### AIM OF THE TASK
Please report every line in the data below that contains the word "black", copying each one in full.

# RECORD LIST start

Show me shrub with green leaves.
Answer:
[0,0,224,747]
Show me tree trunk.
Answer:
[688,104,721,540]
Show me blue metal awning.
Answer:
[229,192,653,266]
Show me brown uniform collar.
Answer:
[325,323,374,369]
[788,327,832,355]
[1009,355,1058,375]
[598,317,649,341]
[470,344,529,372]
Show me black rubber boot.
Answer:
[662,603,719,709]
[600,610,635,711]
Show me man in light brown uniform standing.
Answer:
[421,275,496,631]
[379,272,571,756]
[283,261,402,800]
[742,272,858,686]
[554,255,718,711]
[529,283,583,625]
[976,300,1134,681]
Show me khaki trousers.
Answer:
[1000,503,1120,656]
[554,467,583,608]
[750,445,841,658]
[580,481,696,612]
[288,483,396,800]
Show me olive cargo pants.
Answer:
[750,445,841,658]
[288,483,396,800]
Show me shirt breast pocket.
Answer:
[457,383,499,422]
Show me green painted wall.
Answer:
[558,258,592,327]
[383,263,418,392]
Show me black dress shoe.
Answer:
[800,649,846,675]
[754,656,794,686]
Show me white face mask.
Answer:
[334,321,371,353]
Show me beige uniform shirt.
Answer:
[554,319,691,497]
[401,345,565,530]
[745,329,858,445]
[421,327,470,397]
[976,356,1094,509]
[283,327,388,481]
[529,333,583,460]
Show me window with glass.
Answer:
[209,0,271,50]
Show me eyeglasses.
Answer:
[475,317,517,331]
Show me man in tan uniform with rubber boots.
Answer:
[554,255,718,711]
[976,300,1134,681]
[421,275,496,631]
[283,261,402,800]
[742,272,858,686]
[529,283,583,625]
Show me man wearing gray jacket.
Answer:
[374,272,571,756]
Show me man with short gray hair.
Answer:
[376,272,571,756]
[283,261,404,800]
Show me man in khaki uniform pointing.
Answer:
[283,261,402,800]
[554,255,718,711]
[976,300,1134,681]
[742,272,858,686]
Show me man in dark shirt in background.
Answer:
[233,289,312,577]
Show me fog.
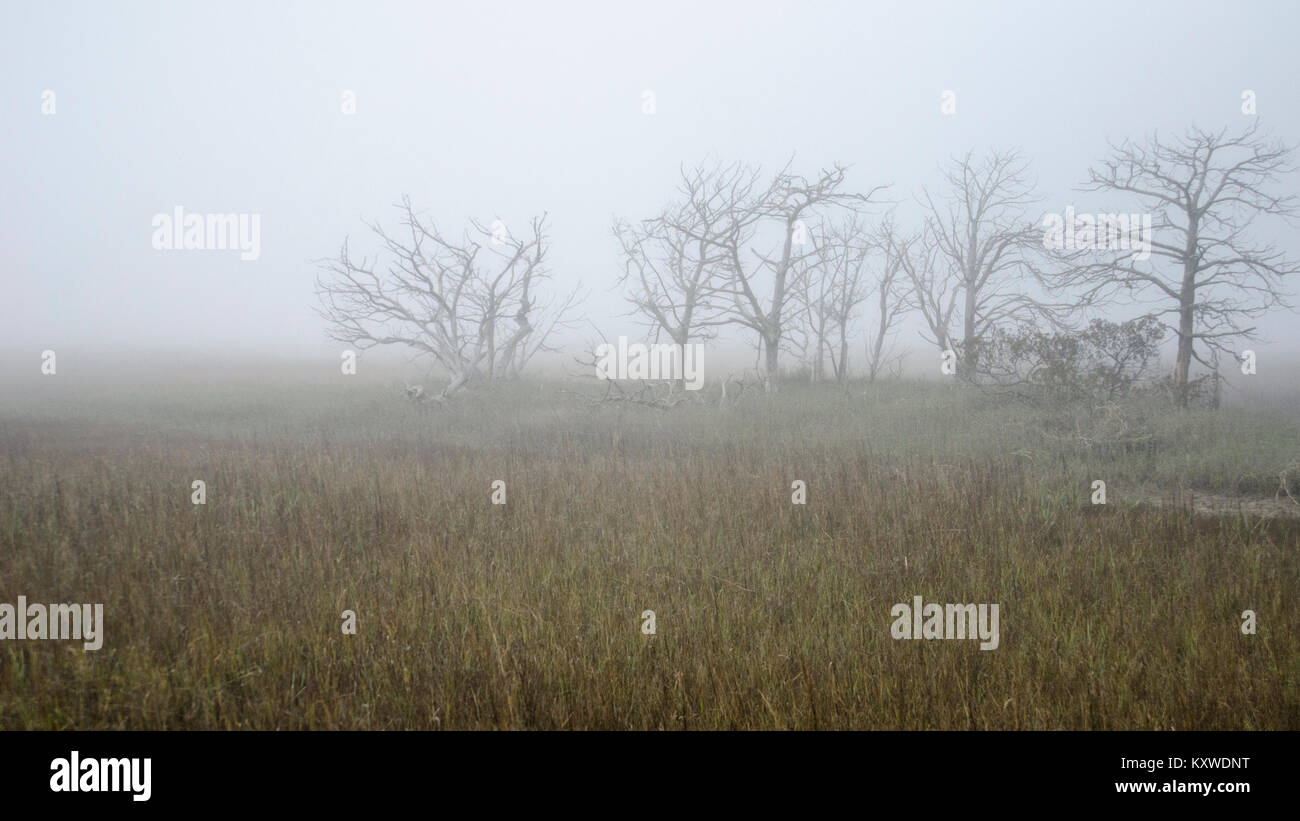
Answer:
[0,0,1300,368]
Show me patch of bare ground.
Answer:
[1135,486,1300,520]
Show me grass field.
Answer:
[0,361,1300,729]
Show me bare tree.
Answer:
[905,151,1058,379]
[863,216,914,382]
[1057,125,1300,407]
[696,164,885,385]
[614,164,757,346]
[316,197,577,400]
[793,213,872,386]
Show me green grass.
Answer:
[0,368,1300,729]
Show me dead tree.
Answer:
[907,151,1061,379]
[665,164,884,385]
[1057,125,1300,407]
[316,197,576,401]
[614,165,755,366]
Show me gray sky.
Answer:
[0,0,1300,366]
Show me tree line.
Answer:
[317,125,1300,407]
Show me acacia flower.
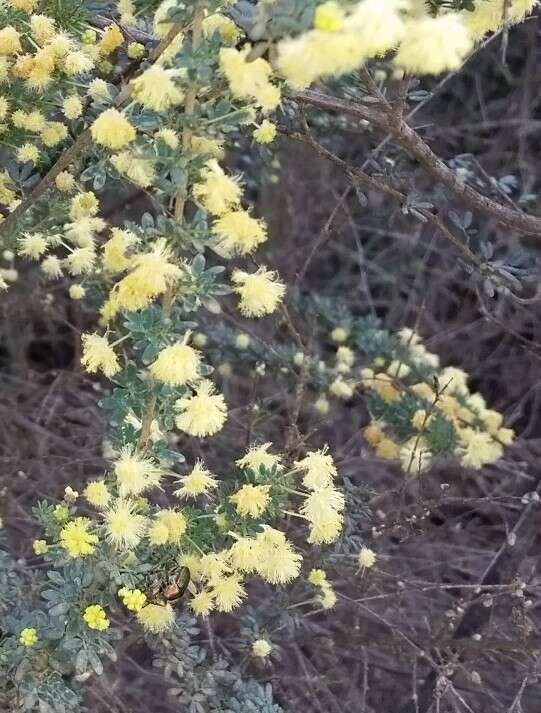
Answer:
[137,602,175,634]
[229,484,271,518]
[19,627,38,648]
[231,266,286,317]
[252,639,272,659]
[150,342,201,386]
[81,333,120,378]
[118,587,147,612]
[103,500,147,549]
[175,379,227,438]
[90,109,136,150]
[60,517,98,557]
[175,461,218,498]
[83,604,110,631]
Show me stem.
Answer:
[174,3,205,220]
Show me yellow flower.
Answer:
[188,589,214,616]
[0,25,22,55]
[314,0,344,32]
[17,141,39,163]
[232,266,286,317]
[252,639,272,659]
[60,517,98,557]
[255,526,302,584]
[83,604,110,631]
[395,12,473,74]
[98,22,124,55]
[152,509,188,545]
[115,446,162,496]
[211,574,246,612]
[229,485,271,517]
[53,504,70,522]
[150,342,201,386]
[308,569,327,587]
[175,461,218,498]
[137,603,175,634]
[118,587,147,612]
[294,446,338,490]
[193,159,242,216]
[103,500,147,549]
[175,379,227,438]
[90,109,136,149]
[83,480,111,510]
[318,582,336,609]
[300,485,344,544]
[357,547,376,569]
[81,334,120,378]
[54,171,76,193]
[32,540,49,556]
[212,209,267,256]
[62,94,83,119]
[236,443,281,473]
[132,64,184,111]
[19,627,38,648]
[229,533,258,574]
[458,428,503,470]
[17,233,47,260]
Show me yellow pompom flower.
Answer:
[188,589,214,616]
[131,64,184,111]
[62,94,83,119]
[294,446,338,490]
[110,240,182,316]
[83,480,111,510]
[103,500,147,549]
[193,159,242,216]
[231,266,286,317]
[98,22,124,55]
[308,569,327,587]
[211,574,246,612]
[60,517,98,557]
[175,379,227,438]
[17,233,47,260]
[253,119,276,144]
[155,509,188,545]
[252,639,272,659]
[83,604,110,631]
[229,533,258,574]
[395,12,473,74]
[54,171,76,193]
[17,141,39,163]
[212,209,267,256]
[118,587,147,612]
[175,461,218,498]
[357,547,376,569]
[255,526,302,584]
[236,443,281,472]
[115,446,162,497]
[81,334,120,378]
[90,109,136,150]
[458,428,503,470]
[0,25,22,56]
[19,627,38,648]
[32,540,49,556]
[314,0,344,32]
[300,486,344,544]
[229,484,271,518]
[137,602,175,634]
[150,342,201,386]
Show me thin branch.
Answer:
[293,90,541,239]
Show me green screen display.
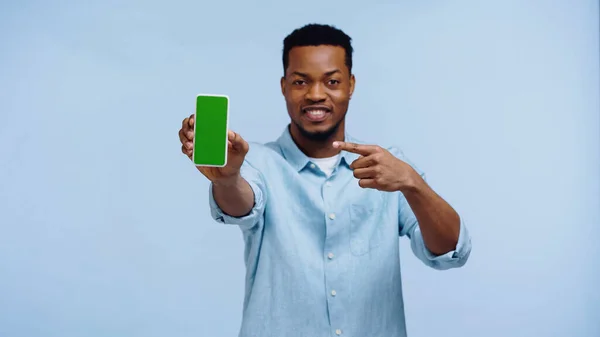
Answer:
[193,95,229,166]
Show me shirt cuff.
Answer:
[415,219,471,269]
[208,180,265,228]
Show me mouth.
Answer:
[302,105,331,122]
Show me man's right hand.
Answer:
[179,115,249,185]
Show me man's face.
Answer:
[281,45,355,140]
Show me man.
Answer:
[179,24,471,337]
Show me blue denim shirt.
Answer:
[209,128,471,337]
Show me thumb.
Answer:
[227,130,247,151]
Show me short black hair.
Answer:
[283,23,354,76]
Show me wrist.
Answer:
[399,172,426,194]
[212,172,244,187]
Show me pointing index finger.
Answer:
[333,142,375,156]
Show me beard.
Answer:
[294,119,343,142]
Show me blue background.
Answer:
[0,0,600,337]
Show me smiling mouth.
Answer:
[302,106,331,122]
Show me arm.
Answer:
[209,161,267,229]
[334,142,471,269]
[403,174,460,255]
[212,175,254,217]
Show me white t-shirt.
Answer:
[310,154,340,177]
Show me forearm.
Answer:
[402,177,460,255]
[213,176,254,217]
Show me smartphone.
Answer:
[192,94,229,167]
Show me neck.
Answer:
[289,122,345,158]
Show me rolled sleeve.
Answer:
[208,162,267,229]
[409,219,471,270]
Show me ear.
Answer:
[280,76,285,96]
[348,74,356,99]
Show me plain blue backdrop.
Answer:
[0,0,600,337]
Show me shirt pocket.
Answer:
[348,204,384,256]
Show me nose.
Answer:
[306,82,327,102]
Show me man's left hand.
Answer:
[333,142,422,192]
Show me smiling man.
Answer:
[179,24,471,337]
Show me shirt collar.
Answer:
[277,125,359,171]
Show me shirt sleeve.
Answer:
[392,149,471,270]
[209,161,267,230]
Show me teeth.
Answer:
[308,110,326,117]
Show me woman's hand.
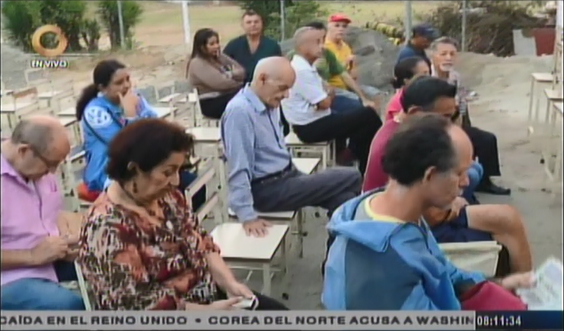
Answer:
[500,272,535,291]
[119,89,139,118]
[223,281,255,299]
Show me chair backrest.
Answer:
[439,241,501,276]
[184,160,224,230]
[137,85,158,104]
[74,261,94,311]
[174,80,192,93]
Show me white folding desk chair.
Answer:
[226,158,321,258]
[439,241,501,277]
[285,132,335,169]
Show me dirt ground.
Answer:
[2,1,562,310]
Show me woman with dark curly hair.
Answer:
[79,119,287,310]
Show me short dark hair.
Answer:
[401,76,457,113]
[304,21,327,31]
[241,9,262,20]
[392,56,426,89]
[382,114,456,187]
[106,118,194,183]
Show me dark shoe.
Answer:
[476,182,511,195]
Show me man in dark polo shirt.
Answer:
[396,24,439,68]
[223,10,282,83]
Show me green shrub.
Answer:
[239,0,327,40]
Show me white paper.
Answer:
[517,258,564,310]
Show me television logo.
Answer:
[30,24,69,69]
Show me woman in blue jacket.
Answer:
[76,60,205,209]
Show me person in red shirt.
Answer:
[363,76,532,272]
[386,56,431,121]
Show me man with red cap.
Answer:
[325,14,380,107]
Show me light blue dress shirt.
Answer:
[221,86,292,222]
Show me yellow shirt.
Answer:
[325,40,353,89]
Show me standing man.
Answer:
[431,37,511,195]
[324,14,380,107]
[223,10,282,83]
[396,24,439,68]
[221,57,361,236]
[0,116,84,310]
[282,27,382,173]
[223,10,290,136]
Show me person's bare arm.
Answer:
[222,54,246,81]
[341,71,368,101]
[190,58,243,91]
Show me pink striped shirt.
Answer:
[0,155,63,285]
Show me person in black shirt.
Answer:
[396,24,439,68]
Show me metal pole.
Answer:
[280,0,286,41]
[182,1,191,45]
[118,0,125,47]
[460,0,468,52]
[403,1,412,44]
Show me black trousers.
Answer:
[463,126,501,180]
[200,91,239,120]
[294,107,382,174]
[218,290,290,310]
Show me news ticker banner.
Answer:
[1,310,563,331]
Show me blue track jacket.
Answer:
[80,94,157,192]
[322,191,485,310]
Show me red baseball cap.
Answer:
[329,14,352,24]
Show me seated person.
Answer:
[324,14,380,108]
[221,57,361,244]
[76,60,205,208]
[396,23,439,68]
[0,116,84,310]
[79,119,287,310]
[386,56,430,121]
[282,27,382,173]
[322,114,533,311]
[363,76,532,272]
[223,10,282,83]
[186,29,245,119]
[431,37,511,195]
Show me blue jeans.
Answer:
[462,162,484,201]
[2,261,84,310]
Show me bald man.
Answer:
[1,116,84,310]
[221,57,361,244]
[282,27,382,173]
[363,76,532,274]
[322,114,531,310]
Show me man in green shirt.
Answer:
[287,22,376,113]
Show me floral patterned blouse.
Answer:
[78,190,219,310]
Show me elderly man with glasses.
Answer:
[0,116,84,310]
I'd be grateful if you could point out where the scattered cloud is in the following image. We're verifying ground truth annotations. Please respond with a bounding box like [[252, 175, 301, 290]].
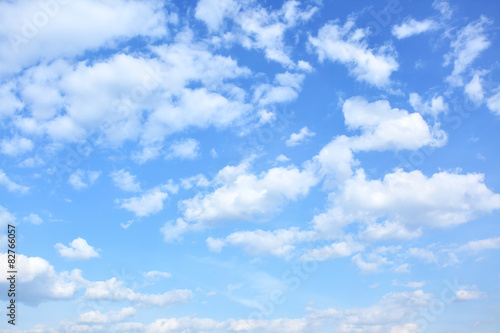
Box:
[[55, 237, 99, 260]]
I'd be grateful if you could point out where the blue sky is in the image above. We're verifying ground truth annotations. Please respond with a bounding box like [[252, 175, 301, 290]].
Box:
[[0, 0, 500, 333]]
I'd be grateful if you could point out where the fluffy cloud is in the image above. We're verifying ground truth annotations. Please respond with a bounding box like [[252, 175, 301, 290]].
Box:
[[23, 213, 43, 224], [300, 238, 364, 261], [285, 126, 316, 147], [68, 169, 101, 190], [77, 307, 136, 324], [0, 0, 167, 73], [0, 253, 86, 305], [0, 170, 30, 194], [392, 19, 437, 39], [458, 237, 500, 252], [309, 20, 399, 87], [181, 164, 318, 225], [207, 228, 314, 258], [0, 137, 33, 156], [195, 0, 318, 67], [111, 169, 141, 192], [55, 237, 99, 260], [487, 91, 500, 116], [445, 16, 491, 86], [166, 138, 200, 160], [409, 93, 448, 117], [84, 278, 192, 307], [313, 169, 500, 239], [120, 188, 168, 217]]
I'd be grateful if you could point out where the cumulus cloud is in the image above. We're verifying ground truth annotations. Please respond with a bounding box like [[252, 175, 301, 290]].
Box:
[[0, 253, 86, 305], [84, 278, 192, 307], [392, 18, 437, 39], [285, 126, 316, 147], [409, 93, 448, 117], [445, 16, 491, 86], [23, 213, 43, 224], [68, 169, 101, 190], [55, 237, 99, 260], [111, 169, 141, 192], [120, 188, 168, 217], [309, 19, 399, 87], [166, 138, 200, 160], [77, 307, 136, 324], [0, 137, 33, 156], [0, 169, 30, 194], [313, 169, 500, 239], [0, 0, 167, 74]]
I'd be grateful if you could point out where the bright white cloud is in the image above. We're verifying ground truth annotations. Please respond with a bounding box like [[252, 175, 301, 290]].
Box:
[[77, 307, 136, 324], [181, 165, 318, 225], [0, 0, 167, 73], [0, 137, 34, 156], [207, 228, 314, 258], [445, 16, 491, 86], [285, 126, 316, 147], [313, 169, 500, 239], [84, 278, 192, 307], [300, 238, 364, 261], [68, 169, 101, 190], [120, 188, 168, 217], [309, 19, 399, 87], [392, 18, 437, 39], [111, 169, 141, 192], [166, 138, 200, 160], [0, 253, 86, 305], [457, 237, 500, 252], [23, 213, 43, 224], [465, 73, 484, 104], [487, 91, 500, 116], [55, 237, 99, 260], [0, 169, 30, 194], [409, 93, 448, 117]]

# RECORD LIST end

### RESPONSE TO THE EXERCISE
Show me black rubber boot.
Show me black dress shoe.
Show me short black hair.
Show me person in black shirt.
Show me black trousers.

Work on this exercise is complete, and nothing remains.